### Directive
Count the lines in the data below that contain the string "water" and reply with that number alone.

## START

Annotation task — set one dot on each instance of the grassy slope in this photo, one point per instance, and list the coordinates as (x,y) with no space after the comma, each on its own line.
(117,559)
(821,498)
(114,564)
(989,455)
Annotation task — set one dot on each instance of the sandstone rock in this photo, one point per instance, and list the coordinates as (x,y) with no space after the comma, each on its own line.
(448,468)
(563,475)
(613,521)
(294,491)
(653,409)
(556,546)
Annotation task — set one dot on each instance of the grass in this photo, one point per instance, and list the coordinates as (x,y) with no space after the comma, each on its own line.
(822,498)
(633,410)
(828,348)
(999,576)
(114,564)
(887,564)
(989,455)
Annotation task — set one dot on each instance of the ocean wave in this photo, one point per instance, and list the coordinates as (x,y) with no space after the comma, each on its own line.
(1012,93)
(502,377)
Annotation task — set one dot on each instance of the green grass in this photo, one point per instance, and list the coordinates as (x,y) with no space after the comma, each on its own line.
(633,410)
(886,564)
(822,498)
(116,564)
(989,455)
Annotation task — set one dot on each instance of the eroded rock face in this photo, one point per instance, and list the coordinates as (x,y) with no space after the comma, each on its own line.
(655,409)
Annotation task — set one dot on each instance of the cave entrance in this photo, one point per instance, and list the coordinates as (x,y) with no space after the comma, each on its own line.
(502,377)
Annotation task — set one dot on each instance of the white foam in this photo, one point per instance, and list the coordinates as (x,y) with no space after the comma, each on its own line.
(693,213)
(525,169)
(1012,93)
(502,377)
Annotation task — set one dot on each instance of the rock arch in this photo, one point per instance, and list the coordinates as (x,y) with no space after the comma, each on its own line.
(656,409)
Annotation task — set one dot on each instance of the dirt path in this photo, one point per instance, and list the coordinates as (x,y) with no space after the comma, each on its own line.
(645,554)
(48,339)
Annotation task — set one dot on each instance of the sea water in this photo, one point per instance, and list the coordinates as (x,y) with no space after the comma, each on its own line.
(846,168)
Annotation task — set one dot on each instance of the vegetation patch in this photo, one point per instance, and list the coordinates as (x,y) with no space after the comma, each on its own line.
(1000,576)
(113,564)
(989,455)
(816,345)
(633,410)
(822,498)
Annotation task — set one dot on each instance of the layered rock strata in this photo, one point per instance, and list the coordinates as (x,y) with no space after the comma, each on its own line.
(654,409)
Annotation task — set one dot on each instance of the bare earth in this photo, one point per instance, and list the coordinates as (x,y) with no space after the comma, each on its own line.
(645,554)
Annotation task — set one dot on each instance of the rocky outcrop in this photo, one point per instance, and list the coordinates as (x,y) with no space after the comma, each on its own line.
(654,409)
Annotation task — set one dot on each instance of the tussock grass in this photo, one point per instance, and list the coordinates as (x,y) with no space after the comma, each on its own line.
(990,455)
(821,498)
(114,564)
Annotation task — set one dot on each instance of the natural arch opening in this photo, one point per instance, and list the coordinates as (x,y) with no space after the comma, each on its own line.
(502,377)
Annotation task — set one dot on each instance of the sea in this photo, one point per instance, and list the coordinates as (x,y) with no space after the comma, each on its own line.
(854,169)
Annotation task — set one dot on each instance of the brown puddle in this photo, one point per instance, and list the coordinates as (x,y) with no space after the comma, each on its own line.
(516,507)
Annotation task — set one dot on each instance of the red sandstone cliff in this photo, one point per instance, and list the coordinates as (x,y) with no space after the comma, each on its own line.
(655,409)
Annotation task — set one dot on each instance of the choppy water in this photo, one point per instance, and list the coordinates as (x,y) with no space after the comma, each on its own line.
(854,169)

## END
## START

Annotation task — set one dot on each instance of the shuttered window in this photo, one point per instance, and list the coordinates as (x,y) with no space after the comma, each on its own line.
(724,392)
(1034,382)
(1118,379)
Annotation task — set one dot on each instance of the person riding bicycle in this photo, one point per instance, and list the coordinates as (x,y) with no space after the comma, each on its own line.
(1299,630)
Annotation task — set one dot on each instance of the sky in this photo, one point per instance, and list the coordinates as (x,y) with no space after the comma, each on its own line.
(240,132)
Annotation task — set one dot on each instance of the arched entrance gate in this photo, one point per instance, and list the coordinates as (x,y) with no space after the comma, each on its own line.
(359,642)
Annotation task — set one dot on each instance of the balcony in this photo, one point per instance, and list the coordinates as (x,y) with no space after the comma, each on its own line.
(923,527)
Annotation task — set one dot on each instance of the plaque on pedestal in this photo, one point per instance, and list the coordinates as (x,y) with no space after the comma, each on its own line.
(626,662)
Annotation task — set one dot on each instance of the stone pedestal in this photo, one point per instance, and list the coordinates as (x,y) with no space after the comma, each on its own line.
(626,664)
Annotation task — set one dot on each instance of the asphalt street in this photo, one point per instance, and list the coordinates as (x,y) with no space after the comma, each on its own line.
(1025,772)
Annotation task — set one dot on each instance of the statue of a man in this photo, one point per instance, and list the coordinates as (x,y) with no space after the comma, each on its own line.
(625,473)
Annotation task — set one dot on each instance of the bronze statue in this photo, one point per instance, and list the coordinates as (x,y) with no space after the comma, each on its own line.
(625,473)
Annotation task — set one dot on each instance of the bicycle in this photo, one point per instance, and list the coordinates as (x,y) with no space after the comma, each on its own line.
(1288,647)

## END

### Result of the exercise
2